[Records from a data source]
=== Section Start ===

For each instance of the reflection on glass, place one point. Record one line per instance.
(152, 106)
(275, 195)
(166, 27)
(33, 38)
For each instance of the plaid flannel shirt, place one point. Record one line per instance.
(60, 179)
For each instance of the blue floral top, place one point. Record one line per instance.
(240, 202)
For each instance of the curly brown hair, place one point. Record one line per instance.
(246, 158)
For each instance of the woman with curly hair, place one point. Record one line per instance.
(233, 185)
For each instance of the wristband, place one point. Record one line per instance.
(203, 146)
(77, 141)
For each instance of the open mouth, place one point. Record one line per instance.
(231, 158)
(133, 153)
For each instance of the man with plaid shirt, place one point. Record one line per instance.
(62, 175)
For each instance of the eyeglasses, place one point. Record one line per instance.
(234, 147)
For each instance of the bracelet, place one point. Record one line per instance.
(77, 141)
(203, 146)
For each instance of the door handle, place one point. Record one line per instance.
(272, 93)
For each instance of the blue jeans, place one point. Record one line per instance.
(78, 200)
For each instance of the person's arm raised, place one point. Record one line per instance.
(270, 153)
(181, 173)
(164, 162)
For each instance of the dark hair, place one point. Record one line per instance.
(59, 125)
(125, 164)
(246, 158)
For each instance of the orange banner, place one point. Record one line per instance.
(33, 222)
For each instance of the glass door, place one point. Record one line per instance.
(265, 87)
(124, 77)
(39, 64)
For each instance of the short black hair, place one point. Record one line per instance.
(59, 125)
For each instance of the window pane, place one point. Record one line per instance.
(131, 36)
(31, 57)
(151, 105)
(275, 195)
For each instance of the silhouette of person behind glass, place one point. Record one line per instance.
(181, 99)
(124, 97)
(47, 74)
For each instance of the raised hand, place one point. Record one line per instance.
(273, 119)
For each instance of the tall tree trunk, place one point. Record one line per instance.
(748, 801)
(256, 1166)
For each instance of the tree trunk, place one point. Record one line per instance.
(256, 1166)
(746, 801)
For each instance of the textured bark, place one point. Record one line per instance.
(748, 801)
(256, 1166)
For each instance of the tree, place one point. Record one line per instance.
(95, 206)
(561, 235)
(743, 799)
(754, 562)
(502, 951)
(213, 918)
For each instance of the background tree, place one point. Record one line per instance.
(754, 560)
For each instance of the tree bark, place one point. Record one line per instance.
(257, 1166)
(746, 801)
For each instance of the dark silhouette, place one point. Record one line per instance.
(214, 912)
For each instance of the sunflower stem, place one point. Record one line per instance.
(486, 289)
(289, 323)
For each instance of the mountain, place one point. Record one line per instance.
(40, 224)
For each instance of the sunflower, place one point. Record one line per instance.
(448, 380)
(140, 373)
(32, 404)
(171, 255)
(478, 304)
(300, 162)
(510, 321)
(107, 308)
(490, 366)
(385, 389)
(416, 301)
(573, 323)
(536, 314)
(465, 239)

=== Section End ===

About this exercise:
Word for word, write out the entries above again.

Result for this task:
For each instance of the reflection on glass, place one point. Record one line per instance.
(152, 106)
(275, 195)
(166, 27)
(33, 38)
For each instance of the plaid flannel shirt, place one point. Record one line per instance.
(60, 179)
For each instance of the blue floral top, place one point. Record one line per instance.
(240, 202)
For each instance of the curly brown hair, place one point. Record one line per instance.
(246, 158)
For each instance of the woman with curly hair, place one point. Record one line per instance.
(233, 185)
For each instance of the wristband, place one point. Record one line per instance.
(203, 146)
(77, 141)
For each instance of the open mouth, place one point. Record one line per instance.
(231, 158)
(133, 153)
For each instance of the man with plaid shirt, place one point. Record one line per instance.
(62, 175)
For each instance of the eyeglasses, place one point. Record one line per instance.
(234, 147)
For each instance of the bracelet, place one point. Record one line per instance.
(77, 141)
(203, 146)
For each instance of the door handle, place one point. Record one line per instance.
(272, 93)
For each instance of the blue jeans, place one point. Record one line per instance.
(78, 200)
For each instance of the person's arm raised, place one point. Record one line per instance.
(270, 153)
(181, 173)
(164, 162)
For each instance of the dark hair, place one point. Record one line per instance.
(59, 125)
(125, 164)
(246, 158)
For each instance of the orange banner, place one point. Record one line per instance.
(33, 222)
For each instance of the glass door, place one point. Record one line per instance.
(265, 87)
(124, 77)
(39, 64)
For each instance of the short black hair, place one point. Record one line per instance.
(59, 125)
For each instance of the window pane, place one point. Record one line per instance.
(131, 36)
(31, 57)
(151, 105)
(275, 195)
For each instance of the silhouette of person behind glass, place one point. Record one line per instance.
(181, 99)
(124, 97)
(47, 74)
For each instance of the raised hand, place one point. Record one line per instance.
(273, 119)
For each instance of the tall tree trunk, place one point. Record one line per instance.
(748, 801)
(256, 1166)
For each instance of the tree trunk, place one point. Record one line per instance.
(256, 1166)
(746, 801)
For each instance of the textured bark, place one point. Record one line per instance.
(748, 801)
(256, 1166)
For each instance of the tree, place one point. Record one line per instance.
(95, 206)
(561, 235)
(743, 799)
(754, 562)
(502, 951)
(213, 918)
For each instance of the background tree, place one point. Record one line per instance.
(754, 560)
For each instance of the tree bark, place one point. Record one line per instance.
(257, 1166)
(746, 801)
For each instance of the dark silhouette, place one point. Record one line per instance.
(214, 912)
For each instance of the sunflower stem, place one point. Record one line per instance.
(486, 289)
(289, 323)
For each instance of the mountain, place one point. Record one line per instance.
(40, 224)
For each instance of the sunflower, place one point. Record one line per instance.
(448, 380)
(140, 373)
(32, 404)
(171, 255)
(478, 304)
(300, 162)
(510, 321)
(107, 308)
(490, 366)
(385, 389)
(416, 301)
(573, 323)
(536, 314)
(465, 239)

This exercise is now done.